[Object location annotation data]
━━━━━━━━━━

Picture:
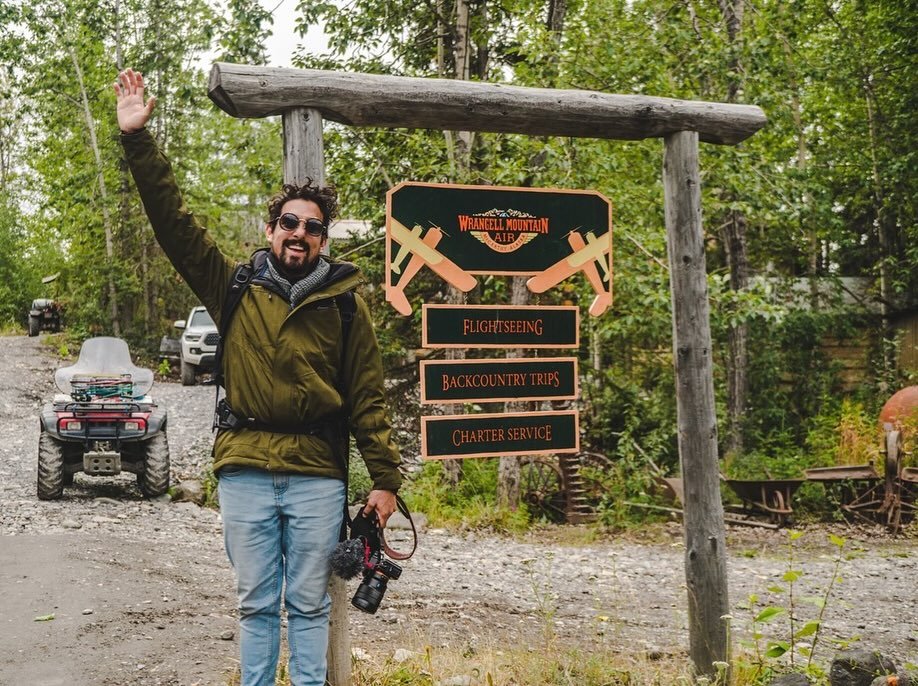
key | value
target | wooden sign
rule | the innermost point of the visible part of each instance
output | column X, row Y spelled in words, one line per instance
column 460, row 231
column 498, row 380
column 492, row 435
column 496, row 326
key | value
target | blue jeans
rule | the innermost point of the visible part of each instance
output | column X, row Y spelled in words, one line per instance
column 279, row 530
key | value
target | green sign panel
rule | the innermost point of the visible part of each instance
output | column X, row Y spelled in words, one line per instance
column 487, row 326
column 459, row 231
column 459, row 381
column 491, row 435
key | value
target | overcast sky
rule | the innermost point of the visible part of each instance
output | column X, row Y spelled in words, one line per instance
column 284, row 40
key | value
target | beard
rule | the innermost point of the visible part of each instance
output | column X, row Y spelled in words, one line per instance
column 296, row 263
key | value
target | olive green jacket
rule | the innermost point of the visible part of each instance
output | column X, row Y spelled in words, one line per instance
column 281, row 366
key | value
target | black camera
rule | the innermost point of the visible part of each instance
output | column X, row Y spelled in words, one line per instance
column 362, row 553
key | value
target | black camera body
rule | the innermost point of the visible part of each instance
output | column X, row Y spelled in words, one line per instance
column 362, row 553
column 370, row 593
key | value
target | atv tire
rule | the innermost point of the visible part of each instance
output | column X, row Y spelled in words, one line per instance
column 153, row 480
column 50, row 467
column 188, row 372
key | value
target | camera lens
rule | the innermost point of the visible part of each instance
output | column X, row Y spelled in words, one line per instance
column 370, row 593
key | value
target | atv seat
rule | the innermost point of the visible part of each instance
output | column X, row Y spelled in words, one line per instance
column 105, row 356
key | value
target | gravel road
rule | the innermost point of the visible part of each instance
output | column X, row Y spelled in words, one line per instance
column 141, row 592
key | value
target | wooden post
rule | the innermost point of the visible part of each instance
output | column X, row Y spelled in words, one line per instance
column 705, row 548
column 304, row 157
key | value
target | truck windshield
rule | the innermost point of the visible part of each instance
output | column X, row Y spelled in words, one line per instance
column 201, row 318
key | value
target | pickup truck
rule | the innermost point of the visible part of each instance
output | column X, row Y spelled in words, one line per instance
column 198, row 343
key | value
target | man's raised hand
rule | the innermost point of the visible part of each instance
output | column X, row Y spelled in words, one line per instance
column 133, row 113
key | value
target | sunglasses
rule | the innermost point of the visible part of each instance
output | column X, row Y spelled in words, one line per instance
column 290, row 222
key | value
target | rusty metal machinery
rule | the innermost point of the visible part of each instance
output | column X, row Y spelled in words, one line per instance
column 564, row 489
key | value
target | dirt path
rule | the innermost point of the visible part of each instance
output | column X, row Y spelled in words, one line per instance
column 141, row 592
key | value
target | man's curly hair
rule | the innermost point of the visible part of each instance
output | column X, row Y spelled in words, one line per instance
column 326, row 197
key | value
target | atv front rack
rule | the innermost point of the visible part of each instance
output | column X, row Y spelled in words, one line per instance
column 102, row 421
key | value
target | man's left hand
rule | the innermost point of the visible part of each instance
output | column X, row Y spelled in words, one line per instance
column 383, row 502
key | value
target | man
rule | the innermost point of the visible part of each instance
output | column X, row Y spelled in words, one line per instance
column 288, row 377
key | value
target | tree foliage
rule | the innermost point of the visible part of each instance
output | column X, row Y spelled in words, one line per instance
column 827, row 188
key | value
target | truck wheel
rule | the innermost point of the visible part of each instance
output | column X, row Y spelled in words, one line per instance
column 187, row 374
column 50, row 467
column 154, row 479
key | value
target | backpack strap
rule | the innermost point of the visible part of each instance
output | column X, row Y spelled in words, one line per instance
column 239, row 284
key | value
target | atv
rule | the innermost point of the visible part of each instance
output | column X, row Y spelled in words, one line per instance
column 44, row 314
column 103, row 423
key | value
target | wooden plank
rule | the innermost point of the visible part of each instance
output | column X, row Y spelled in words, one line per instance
column 705, row 546
column 304, row 158
column 409, row 102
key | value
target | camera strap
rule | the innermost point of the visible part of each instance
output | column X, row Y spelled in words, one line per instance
column 395, row 555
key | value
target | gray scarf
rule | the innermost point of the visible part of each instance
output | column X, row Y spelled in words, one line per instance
column 297, row 292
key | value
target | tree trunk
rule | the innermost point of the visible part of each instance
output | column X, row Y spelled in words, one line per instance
column 103, row 193
column 705, row 546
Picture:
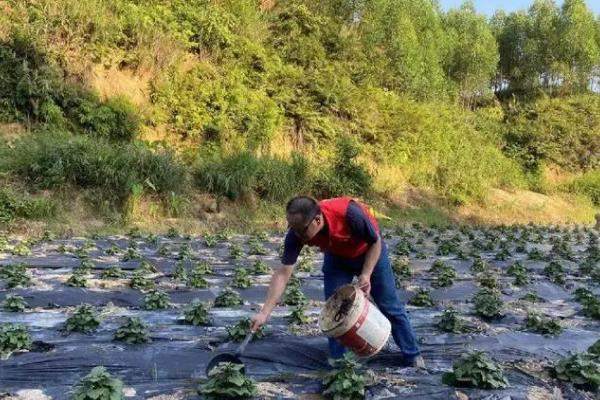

━━━━━━━━━━

_Given request_.
Count the lines of the data above that contain the string "wooden", matching case exactly, and give only that number.

_Answer to this problem_.
3